**Direction:**
From the listing below, copy every line containing the string "leaf", matching case exactly.

**Entries supplied:**
______

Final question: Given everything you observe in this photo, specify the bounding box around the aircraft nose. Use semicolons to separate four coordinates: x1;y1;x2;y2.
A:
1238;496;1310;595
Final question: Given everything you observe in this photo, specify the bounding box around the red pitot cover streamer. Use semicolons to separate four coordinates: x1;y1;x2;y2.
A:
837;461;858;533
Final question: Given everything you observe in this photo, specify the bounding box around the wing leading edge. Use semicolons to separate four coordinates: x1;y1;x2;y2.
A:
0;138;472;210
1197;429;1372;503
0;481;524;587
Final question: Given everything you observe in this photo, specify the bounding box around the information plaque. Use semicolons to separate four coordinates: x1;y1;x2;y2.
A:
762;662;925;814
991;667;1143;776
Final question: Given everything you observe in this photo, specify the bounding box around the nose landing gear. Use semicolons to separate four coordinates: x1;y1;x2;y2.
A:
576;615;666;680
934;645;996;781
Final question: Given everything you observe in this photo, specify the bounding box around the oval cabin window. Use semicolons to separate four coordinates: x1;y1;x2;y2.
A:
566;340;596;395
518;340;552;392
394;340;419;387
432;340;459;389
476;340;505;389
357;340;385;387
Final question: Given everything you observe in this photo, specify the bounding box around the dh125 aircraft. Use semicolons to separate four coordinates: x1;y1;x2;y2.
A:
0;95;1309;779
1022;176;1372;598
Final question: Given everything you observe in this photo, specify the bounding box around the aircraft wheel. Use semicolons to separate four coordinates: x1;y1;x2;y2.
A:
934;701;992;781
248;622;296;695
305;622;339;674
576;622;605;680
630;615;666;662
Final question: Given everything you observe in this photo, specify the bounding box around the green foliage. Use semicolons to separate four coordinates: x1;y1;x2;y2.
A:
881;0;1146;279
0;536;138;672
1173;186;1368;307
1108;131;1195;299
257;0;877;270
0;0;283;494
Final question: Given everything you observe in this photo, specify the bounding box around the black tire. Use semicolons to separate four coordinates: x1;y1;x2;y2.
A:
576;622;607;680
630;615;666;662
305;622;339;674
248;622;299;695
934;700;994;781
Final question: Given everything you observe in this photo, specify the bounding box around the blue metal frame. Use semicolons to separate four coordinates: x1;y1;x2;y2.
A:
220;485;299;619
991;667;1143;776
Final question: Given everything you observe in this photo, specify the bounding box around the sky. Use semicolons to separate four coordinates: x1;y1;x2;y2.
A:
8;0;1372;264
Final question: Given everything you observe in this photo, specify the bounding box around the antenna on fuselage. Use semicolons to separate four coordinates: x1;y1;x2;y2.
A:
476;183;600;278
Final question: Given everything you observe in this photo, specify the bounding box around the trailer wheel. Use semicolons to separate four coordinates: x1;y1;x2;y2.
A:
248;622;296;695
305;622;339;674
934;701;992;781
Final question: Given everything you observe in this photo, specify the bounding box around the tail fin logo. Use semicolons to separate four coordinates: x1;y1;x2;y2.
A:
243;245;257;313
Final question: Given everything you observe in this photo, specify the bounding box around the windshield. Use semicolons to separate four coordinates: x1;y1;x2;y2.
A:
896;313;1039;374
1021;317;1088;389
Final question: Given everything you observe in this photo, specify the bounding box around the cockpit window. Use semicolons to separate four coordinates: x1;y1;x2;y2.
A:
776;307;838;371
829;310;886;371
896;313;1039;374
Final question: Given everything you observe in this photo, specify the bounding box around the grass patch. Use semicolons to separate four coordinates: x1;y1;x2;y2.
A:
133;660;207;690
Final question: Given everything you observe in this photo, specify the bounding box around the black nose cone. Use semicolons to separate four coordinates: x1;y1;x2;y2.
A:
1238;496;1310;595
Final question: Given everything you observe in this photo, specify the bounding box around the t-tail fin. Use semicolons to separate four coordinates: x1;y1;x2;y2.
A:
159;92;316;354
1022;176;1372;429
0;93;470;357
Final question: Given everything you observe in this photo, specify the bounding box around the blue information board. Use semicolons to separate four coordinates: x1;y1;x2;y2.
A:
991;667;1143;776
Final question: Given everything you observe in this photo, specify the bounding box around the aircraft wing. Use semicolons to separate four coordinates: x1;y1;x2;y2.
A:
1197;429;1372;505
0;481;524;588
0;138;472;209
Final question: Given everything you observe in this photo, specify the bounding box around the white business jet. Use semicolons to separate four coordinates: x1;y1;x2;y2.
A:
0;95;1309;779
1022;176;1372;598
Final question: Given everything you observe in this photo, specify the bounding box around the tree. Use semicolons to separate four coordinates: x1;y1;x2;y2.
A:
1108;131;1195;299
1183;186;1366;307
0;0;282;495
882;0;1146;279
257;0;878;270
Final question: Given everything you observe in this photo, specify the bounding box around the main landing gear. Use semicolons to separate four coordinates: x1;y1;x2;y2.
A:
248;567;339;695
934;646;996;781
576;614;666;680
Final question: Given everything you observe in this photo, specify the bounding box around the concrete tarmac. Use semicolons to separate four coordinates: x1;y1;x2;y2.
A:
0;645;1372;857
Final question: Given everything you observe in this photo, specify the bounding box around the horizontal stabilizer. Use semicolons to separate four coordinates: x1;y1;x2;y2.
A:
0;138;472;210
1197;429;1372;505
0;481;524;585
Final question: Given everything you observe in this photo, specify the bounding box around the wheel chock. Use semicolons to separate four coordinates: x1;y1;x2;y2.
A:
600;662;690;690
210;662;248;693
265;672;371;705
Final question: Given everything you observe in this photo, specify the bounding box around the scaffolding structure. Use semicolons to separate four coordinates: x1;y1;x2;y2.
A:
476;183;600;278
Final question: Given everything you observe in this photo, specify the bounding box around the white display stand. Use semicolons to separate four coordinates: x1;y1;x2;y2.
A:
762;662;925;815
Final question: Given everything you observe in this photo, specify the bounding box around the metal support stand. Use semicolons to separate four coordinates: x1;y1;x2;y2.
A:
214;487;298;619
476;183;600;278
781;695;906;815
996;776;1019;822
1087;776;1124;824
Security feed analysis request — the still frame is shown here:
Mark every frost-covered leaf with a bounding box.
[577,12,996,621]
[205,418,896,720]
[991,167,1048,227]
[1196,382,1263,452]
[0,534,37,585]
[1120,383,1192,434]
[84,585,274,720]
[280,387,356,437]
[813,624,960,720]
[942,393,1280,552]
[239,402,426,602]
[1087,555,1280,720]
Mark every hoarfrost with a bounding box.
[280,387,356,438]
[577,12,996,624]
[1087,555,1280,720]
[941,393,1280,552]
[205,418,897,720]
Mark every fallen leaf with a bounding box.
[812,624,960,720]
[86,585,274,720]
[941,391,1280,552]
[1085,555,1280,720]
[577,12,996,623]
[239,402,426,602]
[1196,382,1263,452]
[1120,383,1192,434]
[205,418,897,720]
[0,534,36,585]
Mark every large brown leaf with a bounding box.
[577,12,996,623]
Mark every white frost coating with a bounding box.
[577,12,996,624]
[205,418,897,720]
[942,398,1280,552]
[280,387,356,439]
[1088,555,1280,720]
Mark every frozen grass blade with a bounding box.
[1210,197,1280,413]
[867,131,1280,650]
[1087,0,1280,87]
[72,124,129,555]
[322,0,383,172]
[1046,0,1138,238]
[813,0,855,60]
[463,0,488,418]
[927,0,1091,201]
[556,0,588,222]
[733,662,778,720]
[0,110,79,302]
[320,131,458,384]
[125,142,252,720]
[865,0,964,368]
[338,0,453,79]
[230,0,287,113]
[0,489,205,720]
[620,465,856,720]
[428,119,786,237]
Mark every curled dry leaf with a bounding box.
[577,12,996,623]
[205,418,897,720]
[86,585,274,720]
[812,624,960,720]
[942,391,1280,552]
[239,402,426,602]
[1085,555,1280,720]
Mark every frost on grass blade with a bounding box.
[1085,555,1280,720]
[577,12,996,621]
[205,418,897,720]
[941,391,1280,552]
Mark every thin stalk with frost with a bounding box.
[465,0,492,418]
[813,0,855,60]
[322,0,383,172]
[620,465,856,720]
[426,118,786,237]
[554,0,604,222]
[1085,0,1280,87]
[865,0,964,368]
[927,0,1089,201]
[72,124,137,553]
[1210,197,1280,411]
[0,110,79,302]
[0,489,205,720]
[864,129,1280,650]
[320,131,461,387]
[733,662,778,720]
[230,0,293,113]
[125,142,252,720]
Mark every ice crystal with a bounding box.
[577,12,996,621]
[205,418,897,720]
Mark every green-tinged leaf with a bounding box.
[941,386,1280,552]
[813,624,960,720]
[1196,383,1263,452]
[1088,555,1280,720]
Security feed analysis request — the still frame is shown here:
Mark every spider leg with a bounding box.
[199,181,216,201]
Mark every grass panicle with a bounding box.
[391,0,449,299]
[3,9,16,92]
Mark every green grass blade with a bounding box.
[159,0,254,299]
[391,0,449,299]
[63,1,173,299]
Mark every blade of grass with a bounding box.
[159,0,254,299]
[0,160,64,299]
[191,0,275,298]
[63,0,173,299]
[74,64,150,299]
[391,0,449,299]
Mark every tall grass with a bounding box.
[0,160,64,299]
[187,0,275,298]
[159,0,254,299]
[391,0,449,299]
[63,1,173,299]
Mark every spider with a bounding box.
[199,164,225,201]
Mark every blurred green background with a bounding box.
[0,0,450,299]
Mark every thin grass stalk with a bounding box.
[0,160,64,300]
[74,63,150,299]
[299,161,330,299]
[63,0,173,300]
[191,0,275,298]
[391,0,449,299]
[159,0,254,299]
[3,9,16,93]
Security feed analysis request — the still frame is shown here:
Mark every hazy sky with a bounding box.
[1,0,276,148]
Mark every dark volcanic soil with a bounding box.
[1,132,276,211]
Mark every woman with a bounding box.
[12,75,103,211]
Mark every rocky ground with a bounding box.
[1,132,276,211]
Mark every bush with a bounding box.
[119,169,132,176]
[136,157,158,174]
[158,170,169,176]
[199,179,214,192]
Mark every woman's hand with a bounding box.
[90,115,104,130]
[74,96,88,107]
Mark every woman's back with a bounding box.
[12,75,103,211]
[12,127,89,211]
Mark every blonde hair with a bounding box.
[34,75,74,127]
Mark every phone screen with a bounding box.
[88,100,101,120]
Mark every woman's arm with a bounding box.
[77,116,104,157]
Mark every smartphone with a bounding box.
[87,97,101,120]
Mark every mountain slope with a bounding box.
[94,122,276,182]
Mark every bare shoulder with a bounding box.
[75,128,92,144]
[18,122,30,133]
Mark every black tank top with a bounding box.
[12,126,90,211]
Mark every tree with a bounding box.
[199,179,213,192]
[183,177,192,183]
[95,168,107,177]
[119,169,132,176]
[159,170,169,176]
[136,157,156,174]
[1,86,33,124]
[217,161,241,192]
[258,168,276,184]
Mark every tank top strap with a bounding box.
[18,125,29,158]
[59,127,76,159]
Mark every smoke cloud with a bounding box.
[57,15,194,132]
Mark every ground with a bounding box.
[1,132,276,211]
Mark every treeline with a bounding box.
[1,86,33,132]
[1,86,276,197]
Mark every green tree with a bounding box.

______

**Written answer:**
Mark every frost-covered leaf with a bounding box.
Mark every fallen leaf with a bounding box.
Mark every large brown leaf with a bounding box.
Mark every curled dry leaf with a bounding box.
Mark every green-tinged leaf with a bounding box.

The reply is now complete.